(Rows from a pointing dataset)
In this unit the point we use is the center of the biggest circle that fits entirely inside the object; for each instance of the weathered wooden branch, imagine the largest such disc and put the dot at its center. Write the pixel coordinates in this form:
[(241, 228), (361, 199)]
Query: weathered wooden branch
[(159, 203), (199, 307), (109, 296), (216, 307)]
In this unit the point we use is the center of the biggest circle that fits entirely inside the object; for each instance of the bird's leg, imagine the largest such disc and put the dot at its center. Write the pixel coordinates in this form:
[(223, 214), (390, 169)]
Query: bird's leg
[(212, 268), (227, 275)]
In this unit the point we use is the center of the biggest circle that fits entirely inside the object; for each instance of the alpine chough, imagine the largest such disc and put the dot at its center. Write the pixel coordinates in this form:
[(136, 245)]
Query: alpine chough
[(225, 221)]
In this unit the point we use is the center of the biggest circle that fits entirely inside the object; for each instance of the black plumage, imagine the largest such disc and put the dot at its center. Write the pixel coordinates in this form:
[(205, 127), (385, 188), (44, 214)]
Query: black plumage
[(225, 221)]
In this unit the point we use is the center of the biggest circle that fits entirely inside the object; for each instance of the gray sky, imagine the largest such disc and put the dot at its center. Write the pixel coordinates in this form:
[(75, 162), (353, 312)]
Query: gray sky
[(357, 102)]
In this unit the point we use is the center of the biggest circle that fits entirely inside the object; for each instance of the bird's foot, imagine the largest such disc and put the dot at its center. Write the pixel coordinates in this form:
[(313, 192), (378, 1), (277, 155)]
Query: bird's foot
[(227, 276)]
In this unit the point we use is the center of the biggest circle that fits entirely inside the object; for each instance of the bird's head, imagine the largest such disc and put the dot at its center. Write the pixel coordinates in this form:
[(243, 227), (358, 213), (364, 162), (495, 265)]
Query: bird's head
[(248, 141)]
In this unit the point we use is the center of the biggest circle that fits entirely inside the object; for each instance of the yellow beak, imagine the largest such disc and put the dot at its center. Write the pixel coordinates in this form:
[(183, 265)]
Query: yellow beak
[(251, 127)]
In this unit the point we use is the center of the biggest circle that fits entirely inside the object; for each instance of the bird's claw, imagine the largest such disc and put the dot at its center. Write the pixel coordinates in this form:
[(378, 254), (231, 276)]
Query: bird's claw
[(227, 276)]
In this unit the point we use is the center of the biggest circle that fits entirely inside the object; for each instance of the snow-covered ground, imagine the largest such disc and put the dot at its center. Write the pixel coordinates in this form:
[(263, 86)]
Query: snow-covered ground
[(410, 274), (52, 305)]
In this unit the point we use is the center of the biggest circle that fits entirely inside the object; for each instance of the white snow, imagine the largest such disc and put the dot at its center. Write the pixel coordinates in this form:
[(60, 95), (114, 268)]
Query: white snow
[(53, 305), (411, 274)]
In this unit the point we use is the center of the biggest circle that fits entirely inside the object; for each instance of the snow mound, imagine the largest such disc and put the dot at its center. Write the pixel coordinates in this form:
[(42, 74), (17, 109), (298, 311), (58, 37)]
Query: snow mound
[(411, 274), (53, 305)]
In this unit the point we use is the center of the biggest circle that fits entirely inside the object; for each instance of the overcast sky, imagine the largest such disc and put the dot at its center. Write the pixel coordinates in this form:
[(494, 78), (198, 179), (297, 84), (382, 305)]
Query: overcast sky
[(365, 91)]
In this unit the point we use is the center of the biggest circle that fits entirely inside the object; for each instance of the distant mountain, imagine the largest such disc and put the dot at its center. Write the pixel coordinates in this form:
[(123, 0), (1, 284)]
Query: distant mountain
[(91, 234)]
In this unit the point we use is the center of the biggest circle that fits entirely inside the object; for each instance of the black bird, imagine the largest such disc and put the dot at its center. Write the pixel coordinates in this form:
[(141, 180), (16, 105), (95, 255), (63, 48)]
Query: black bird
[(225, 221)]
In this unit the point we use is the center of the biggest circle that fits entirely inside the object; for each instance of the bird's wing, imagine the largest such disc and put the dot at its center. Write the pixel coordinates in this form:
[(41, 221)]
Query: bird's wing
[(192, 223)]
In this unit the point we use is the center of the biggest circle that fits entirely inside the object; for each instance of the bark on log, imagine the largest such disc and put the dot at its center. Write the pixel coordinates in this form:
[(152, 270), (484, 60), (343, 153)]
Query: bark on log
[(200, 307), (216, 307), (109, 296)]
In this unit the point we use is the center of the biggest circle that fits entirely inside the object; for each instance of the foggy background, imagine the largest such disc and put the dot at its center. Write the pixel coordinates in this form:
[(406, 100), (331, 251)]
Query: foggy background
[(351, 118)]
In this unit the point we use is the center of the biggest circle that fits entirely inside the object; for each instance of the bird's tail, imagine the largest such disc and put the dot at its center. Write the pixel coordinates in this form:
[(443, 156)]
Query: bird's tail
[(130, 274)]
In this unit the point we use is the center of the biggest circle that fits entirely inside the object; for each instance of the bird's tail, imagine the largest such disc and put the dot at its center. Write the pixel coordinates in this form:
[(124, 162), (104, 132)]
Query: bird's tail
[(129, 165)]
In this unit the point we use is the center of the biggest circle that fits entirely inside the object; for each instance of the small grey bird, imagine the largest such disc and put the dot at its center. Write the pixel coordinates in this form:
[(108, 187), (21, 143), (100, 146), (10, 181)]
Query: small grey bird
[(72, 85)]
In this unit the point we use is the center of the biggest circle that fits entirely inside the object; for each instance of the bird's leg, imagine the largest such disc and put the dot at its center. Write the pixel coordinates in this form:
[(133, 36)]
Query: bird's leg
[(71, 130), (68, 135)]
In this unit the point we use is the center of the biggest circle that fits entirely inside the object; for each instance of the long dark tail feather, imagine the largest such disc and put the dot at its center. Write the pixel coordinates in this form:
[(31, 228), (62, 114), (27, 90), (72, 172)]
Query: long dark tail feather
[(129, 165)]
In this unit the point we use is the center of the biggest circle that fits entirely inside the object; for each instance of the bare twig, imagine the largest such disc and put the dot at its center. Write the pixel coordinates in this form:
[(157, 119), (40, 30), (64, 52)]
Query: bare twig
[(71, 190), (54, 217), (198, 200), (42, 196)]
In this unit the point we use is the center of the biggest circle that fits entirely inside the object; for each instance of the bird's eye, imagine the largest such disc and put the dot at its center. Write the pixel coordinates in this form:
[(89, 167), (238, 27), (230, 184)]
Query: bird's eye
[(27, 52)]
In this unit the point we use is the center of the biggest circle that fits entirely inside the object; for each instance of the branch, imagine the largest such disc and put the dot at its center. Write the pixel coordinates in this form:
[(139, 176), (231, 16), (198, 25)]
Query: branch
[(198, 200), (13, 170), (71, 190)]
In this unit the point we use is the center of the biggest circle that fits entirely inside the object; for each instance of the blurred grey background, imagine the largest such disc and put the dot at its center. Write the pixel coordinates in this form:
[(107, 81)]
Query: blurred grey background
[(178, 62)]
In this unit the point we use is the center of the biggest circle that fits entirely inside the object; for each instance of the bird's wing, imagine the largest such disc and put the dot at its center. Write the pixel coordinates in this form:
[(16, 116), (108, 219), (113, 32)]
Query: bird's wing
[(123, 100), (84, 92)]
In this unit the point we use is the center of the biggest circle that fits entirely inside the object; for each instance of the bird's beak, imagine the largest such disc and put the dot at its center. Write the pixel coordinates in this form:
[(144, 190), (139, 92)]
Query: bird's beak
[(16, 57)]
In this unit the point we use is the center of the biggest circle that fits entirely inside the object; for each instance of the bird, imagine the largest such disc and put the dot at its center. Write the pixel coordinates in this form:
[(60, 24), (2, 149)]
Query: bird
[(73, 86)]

■ **Work required**
Revise every entry above by changing "pixel coordinates" to "point coordinates" wherever it appears, keeping everything else the same.

■ **Exercise answer**
In this unit the point we use is the center of the biggest circle that fits entirely inside the object; for each instance of the weathered wooden branch, imagine the largest such disc and put the dot at its center. Write the point coordinates in this form:
[(241, 228), (361, 199)]
Query: weathered wooden branch
[(159, 203), (199, 307), (109, 296), (216, 307)]
In this unit the point we use is the center of the biggest circle that fits entirely inside the object; for each instance of the bird's leg, imagine the largest such disc and put the dot at its center. Write the point coordinates in this form:
[(223, 214), (390, 169)]
Query: bird's leg
[(212, 268), (227, 275)]
In this unit the point we use is the center of the biggest circle that fits entirely inside the object; for each instance of the alpine chough, imagine the largest such disc and put the dot at its center. Write the point coordinates in this form:
[(136, 245)]
Query: alpine chough
[(225, 221)]
In this unit the point we use is the center of the biggest circle that fits entirely inside the object; for each instance of the black plumage, imagine the largest such disc and put the dot at its center. Write the point coordinates in this form:
[(205, 127), (385, 188), (44, 214)]
Query: black plumage
[(225, 221)]
In this unit the point we use is the center of the biggest circle that fits entirely inside the object; for each instance of the gray sky, imagine the largest such disc and put the dot at its center. Write the point coordinates in this form:
[(75, 162), (353, 312)]
Query: gray sky
[(357, 102)]
In this unit the point we use is the center of the biggest circle that fits entirely inside the object; for each instance of the bird's foot, imagine the largest such disc and put the dot at its center. Write the point coordinates in this form:
[(313, 192), (378, 1), (277, 155)]
Query: bird's foot
[(227, 276)]
In this unit the point we use is the center of the biggest circle that fits entirely inside the object; for each instance of the bird's head, imagine the largest such disc and put the dot at its center. Write the point coordinates in this form:
[(243, 227), (358, 213), (364, 162), (495, 265)]
Query: bird's head
[(248, 141)]
In this unit the point we use is the center of the biggest circle that fits entirely inside the object; for each instance of the yellow beak, imagine the largest such disc and put the dot at its center. Write the point coordinates in this form:
[(183, 265)]
Query: yellow beak
[(251, 127)]
In this unit the point we use is the center of the biggest circle that fits entirely inside the object; for each instance of the bird's claw, imagine the largest such disc and put the dot at its center. Write the point coordinates in this form:
[(378, 254), (231, 276)]
Query: bird's claw
[(227, 276)]
In this unit the point we use is the center of the biggest circle that fits entirely inside the object; for each instance of the snow-covered ground, imagine the largest such disc and put the dot at its center. Write the point coordinates in this form:
[(263, 86)]
Query: snow-covered ground
[(410, 274), (52, 305)]
In this unit the point we use is the center of the biggest circle that fits entirely inside the object; for each instance of the white snow, imagine the largest such disc and put the dot at its center. Write the point coordinates in this form:
[(60, 95), (114, 268)]
Query: white snow
[(53, 305), (411, 274)]
In this unit the point we use is the center of the biggest circle that fits entirely inside the object; for each instance of the snow mound, imagine the largest such disc and put the dot at its center. Write the point coordinates in this form:
[(42, 74), (17, 109), (298, 311), (58, 37)]
Query: snow mound
[(411, 274), (53, 305)]
In this unit the point we use is the center of the biggest circle that fits entirely inside the object; for each instance of the overcast sky, imagine the largest such disc and put the dot at its center. Write the point coordinates in this form:
[(494, 78), (198, 179), (297, 84), (382, 305)]
Query: overcast sky
[(365, 91)]
In this unit the point we use is the center of the biggest circle that fits entirely inside the object; for each instance of the distant mountain, imagine the largest such disc and put the dot at its center. Write the point coordinates in this form:
[(123, 0), (1, 284)]
Query: distant mountain
[(91, 234)]
In this unit the point we use is the center of the biggest circle that fits entirely inside the object; for each instance of the black bird, imagine the largest such disc and put the dot at its center. Write the point coordinates in this form:
[(141, 180), (16, 105), (95, 255), (63, 48)]
Query: black bird
[(225, 221)]
In this unit the point we use is the center of the biggest circle that fits entirely inside the object; for each instance of the bird's wing, imagine the largest such disc and put the dot at its center. Write the point coordinates in this form:
[(41, 221)]
Query: bird's wing
[(192, 223)]
In this unit the point we use is the center of the biggest circle that fits entirely inside the object; for each instance of the bark on log, imagine the largest such disc and put the dot at its center. Write the point coordinates in this form:
[(152, 270), (484, 60), (343, 153)]
Query: bark on log
[(200, 307), (216, 307), (109, 296)]
In this unit the point we use is the center of the biggest circle that fits entirely inside the object; for each instance of the foggy background, imagine the largest such disc and put the dot at its center. Write the point coordinates in this form:
[(406, 100), (331, 251)]
Query: foggy background
[(351, 118)]
In this unit the point we use is the center of the biggest circle that fits entirely inside the object; for each instance of the bird's tail, imagine the largest such disc and put the dot at its center. Write the point coordinates in this form:
[(443, 156)]
Query: bird's tail
[(130, 274)]
In this unit the point we use is the center of the biggest circle that fits entirely inside the object; for each instance of the bird's tail, imagine the largest such disc and put the dot at its center. Write the point coordinates in this form:
[(124, 162), (104, 132)]
Query: bird's tail
[(129, 165)]
In this unit the point we use is the center of the biggest circle that fits entirely inside the object; for each instance of the small grey bird, imagine the largest such disc and put the dot at its center. Write the point coordinates in this form:
[(108, 187), (21, 143), (100, 146), (10, 181)]
Query: small grey bird
[(72, 85)]
In this unit the point we use is the center of the biggest circle that fits entirely inside the object; for each instance of the bird's leg, imagine the largest such disc and put the dot at its center. Write the point coordinates in this form:
[(133, 36)]
Query: bird's leg
[(71, 130), (68, 135)]
In this unit the point we use is the center of the biggest circle that fits entirely inside the object; for each instance of the long dark tail feather, imagine the largest such disc and put the dot at its center. Write the point coordinates in this form:
[(31, 228), (62, 114), (27, 90), (72, 172)]
Query: long dark tail feather
[(129, 165)]
In this unit the point we use is the center of the biggest circle that fits entirely inside the object; for each instance of the bare twig, imagine the largest such disc and put the dot at its center. Write the point coordinates in this form:
[(157, 119), (40, 30), (64, 52)]
Query: bare twig
[(71, 190), (54, 217), (198, 200), (42, 196)]
In this unit the point we use is the center of the biggest circle that fits entirely inside the object; for each instance of the bird's eye, imagine the largest such disc and put the dot at its center. Write the point coordinates in this form:
[(89, 167), (238, 27), (230, 184)]
Query: bird's eye
[(27, 52)]
In this unit the point we use is the center of the biggest circle that fits entirely inside the object; for each instance of the branch, imagine the largest such disc and put the dot at its center. Write the point coordinates in this form:
[(139, 176), (231, 16), (198, 25)]
Query: branch
[(198, 200), (13, 170), (71, 190)]
In this unit the point we use is the center of the biggest circle that fits entirely inside the object; for each instance of the blurred grey background, imagine the largest such disc and put the dot at its center. Write the point coordinates in this form:
[(107, 81)]
Query: blurred grey background
[(178, 62)]
In this unit the point we use is the center of the biggest circle that fits entirely inside the object; for each instance of the bird's wing, imagine the largest such disc and put the dot at its center. Write the point coordinates in this form:
[(16, 116), (108, 219), (113, 32)]
Query: bird's wing
[(123, 100), (84, 92)]
In this unit the point we use is the center of the biggest circle that fits entirely inside the object; for each instance of the bird's beak, imagine the largest such disc and put the dot at its center. Write the point coordinates in this form:
[(144, 190), (139, 92)]
Query: bird's beak
[(16, 57)]
In this unit the point we use is the center of the biggest circle that fits entirely inside the object; for each instance of the bird, imagine the largest such disc and put the dot at its center. Write the point coordinates in this form:
[(60, 24), (2, 149)]
Query: bird
[(73, 86)]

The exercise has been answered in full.